# start of Text segment
- Born: 19 November 1884 New South Wales, Australia
- Died: 5 May 1966 (aged 81) Evans Head, New South Wales Australia
- Title: World champion sculler
- Term: 1922–1924
- Predecessor: Darcy Hadfield
- Successor: Major Goodsell

= Jim Paddon =

Australian rower

James Paddon (19 November 1884 – 5 May 1966) was the second Australian, after World War I, to win the professional World Sculling Championship. Before the war, seven other Australians had held the title.

== Australian Champion ==
Harry Pearce, champion since 1909, had challenged Ernest Barry for the world title. Not long before Pearce’s departure for England, Alf Felton, Charles Towns, and Jim Paddon all challenged Pearce for his Australian Championship. The lateness of the challenges was intended to force Pearce to forfeit his domestic title so that the challengers could decide among themselves who should be the new champion. Rather than jeopardize his World Title chances Pearce forfeited his title which was then claimed by Felton. Felton and Towns raced in January 1913 and Felton won the race by four lengths. In a subsequent race held in February 1913 Paddon handsomely beat Felton by two minutes and thus became the Australian Champion; a title he held until 1926. See Also Australian Sculling Championship.
# end of Text segment
# start of Records to process
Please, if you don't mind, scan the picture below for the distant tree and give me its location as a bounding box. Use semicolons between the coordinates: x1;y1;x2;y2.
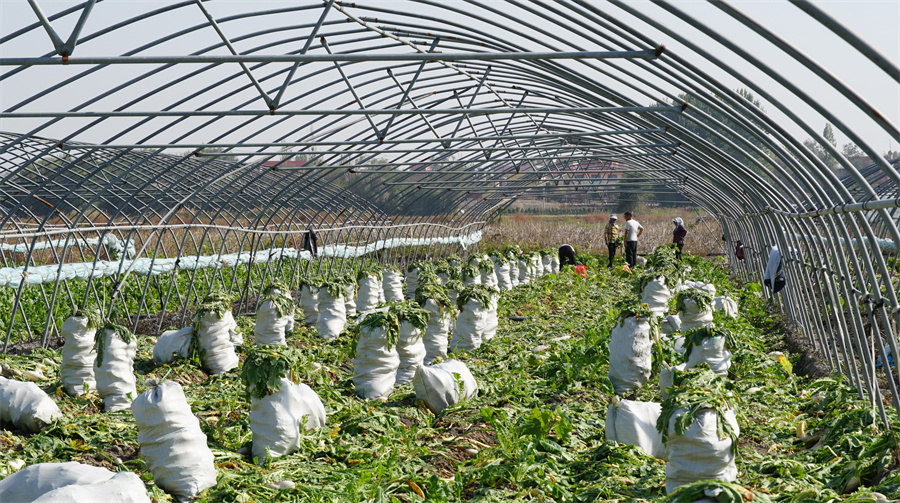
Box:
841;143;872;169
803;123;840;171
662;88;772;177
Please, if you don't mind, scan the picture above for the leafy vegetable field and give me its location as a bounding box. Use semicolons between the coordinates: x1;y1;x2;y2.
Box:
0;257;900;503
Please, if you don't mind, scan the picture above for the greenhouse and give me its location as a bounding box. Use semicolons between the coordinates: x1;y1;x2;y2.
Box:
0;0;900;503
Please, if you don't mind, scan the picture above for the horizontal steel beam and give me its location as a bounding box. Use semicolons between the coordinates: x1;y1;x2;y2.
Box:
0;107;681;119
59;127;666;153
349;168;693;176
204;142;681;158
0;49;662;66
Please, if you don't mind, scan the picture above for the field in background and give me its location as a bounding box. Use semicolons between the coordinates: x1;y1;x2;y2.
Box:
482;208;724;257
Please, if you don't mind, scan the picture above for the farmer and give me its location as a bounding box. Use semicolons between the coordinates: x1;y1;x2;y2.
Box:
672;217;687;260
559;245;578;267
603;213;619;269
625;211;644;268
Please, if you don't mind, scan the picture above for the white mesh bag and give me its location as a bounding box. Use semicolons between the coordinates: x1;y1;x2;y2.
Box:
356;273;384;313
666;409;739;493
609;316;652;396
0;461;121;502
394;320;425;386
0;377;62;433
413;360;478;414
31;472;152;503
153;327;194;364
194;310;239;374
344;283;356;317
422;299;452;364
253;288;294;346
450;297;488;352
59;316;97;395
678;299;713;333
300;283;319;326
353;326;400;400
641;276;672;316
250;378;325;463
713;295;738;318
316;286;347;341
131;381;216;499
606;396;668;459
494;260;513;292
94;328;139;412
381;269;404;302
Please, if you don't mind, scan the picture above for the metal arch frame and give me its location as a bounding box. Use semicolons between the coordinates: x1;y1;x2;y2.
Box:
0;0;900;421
# end of Records to process
◆ **Tasks to complete**
1. Write out the passage of the rower biography starting at "- Born: 19 November" and ending at "held the title.".
2. Rewrite the lines of the entries as a numbered list, starting at the line that contains "for the greenhouse" and ending at the line that contains "0;0;900;503". Leave out any blank lines.
The rower biography and the entries are unrelated pieces of material.

◆ **Solutions for each task**
1.
- Born: 19 November 1884 New South Wales, Australia
- Died: 5 May 1966 (aged 81) Evans Head, New South Wales Australia
- Title: World champion sculler
- Term: 1922–1924
- Predecessor: Darcy Hadfield
- Successor: Major Goodsell

= Jim Paddon =

Australian rower

James Paddon (19 November 1884 – 5 May 1966) was the second Australian, after World War I, to win the professional World Sculling Championship. Before the war, seven other Australians had held the title.

2.
1. Please, if you don't mind, scan the picture above for the greenhouse and give me its location as a bounding box. Use semicolons between the coordinates: x1;y1;x2;y2.
2. Box:
3. 0;0;900;503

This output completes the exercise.